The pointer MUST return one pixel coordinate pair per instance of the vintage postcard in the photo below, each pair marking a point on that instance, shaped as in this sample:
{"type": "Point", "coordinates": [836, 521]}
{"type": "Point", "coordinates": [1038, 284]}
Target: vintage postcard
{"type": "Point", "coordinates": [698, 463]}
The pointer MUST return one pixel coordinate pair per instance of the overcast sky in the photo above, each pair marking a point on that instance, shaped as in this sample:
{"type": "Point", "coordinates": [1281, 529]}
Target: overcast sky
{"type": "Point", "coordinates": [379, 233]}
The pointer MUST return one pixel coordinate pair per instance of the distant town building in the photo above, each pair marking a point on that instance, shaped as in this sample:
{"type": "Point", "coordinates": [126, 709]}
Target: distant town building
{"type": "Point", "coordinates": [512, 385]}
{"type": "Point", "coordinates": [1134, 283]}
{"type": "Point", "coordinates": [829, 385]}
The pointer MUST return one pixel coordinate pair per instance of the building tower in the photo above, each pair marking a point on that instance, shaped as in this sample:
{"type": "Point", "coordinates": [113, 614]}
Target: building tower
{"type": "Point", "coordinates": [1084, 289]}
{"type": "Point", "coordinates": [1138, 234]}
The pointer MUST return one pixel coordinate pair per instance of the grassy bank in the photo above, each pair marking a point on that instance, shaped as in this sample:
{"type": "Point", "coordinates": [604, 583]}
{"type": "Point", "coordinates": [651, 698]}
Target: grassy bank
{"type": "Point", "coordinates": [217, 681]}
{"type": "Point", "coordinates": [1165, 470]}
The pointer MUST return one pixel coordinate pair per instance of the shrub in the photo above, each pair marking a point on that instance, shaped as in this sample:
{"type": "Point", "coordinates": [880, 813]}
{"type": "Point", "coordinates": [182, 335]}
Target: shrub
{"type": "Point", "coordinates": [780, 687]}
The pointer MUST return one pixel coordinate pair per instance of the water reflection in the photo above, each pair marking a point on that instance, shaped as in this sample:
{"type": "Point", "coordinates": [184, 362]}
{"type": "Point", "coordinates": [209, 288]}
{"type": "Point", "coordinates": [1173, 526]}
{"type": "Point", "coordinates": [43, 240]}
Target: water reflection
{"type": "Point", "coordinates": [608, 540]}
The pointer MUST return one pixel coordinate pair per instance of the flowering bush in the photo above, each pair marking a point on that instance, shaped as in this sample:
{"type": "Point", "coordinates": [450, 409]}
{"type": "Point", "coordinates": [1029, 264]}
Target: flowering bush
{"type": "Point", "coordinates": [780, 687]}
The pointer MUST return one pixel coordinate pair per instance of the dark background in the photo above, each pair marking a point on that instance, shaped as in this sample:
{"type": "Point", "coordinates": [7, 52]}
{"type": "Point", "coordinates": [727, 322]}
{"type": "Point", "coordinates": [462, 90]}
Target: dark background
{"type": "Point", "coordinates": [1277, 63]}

__________________________________________________

(PROBLEM DESCRIPTION): Return what is listed above, exactly and completely.

(EXPECTED OUTPUT):
The pointer MUST return one pixel coordinate pair per instance of the vintage postcard in the photo below, each pair marking a point on that instance, shaped as in this sample:
{"type": "Point", "coordinates": [836, 521]}
{"type": "Point", "coordinates": [1038, 284]}
Target: vintage postcard
{"type": "Point", "coordinates": [698, 463]}
The pointer MUST return one pixel coordinate pair per instance of the overcast sky in the photo above, each pair marking a point on that instance, shaped as in this sample:
{"type": "Point", "coordinates": [1281, 529]}
Target: overcast sky
{"type": "Point", "coordinates": [379, 233]}
The pointer MUST return one pixel coordinate pair per instance of the distant town building in the photo above, each pair marking a point on that instance, shaped as in this sample:
{"type": "Point", "coordinates": [126, 709]}
Target: distant town building
{"type": "Point", "coordinates": [512, 385]}
{"type": "Point", "coordinates": [1134, 283]}
{"type": "Point", "coordinates": [829, 385]}
The pointer MUST return one pixel coordinate pair per instance of the building tower in the photo above, each pair marking a point on that instance, shaped as in this sample:
{"type": "Point", "coordinates": [113, 614]}
Target: building tower
{"type": "Point", "coordinates": [1084, 289]}
{"type": "Point", "coordinates": [1138, 234]}
The pointer MUST return one pixel coordinate pair per instance of the grassy bank in the photo above, each pair marking a point on that instance, shaped as in this sample:
{"type": "Point", "coordinates": [604, 583]}
{"type": "Point", "coordinates": [651, 698]}
Target: grassy bank
{"type": "Point", "coordinates": [217, 681]}
{"type": "Point", "coordinates": [1165, 470]}
The pointer MUST return one pixel coordinate pair per instance of the shrub in the photo above, each pair marking a point on that instance, shaped as in this sample:
{"type": "Point", "coordinates": [880, 813]}
{"type": "Point", "coordinates": [182, 335]}
Target: shrub
{"type": "Point", "coordinates": [780, 687]}
The pointer MUST return one pixel coordinate pair per instance of the water reflection in the photo above, each pair marking a point on that instance, shaped as in this sample:
{"type": "Point", "coordinates": [184, 362]}
{"type": "Point", "coordinates": [209, 288]}
{"type": "Point", "coordinates": [1173, 526]}
{"type": "Point", "coordinates": [43, 240]}
Target: water reflection
{"type": "Point", "coordinates": [608, 540]}
The pointer MUST return one pixel coordinate pair per instance of the flowering bush in the photo above, each pair marking a point on that instance, shaped as in this sample:
{"type": "Point", "coordinates": [450, 409]}
{"type": "Point", "coordinates": [1029, 264]}
Target: flowering bush
{"type": "Point", "coordinates": [780, 687]}
The pointer MUST return one pixel coordinate pair per instance of the dark background in the photo above, each pair marking a point on that instance, shaped as in this sample:
{"type": "Point", "coordinates": [7, 52]}
{"type": "Point", "coordinates": [727, 322]}
{"type": "Point", "coordinates": [462, 90]}
Target: dark background
{"type": "Point", "coordinates": [1277, 63]}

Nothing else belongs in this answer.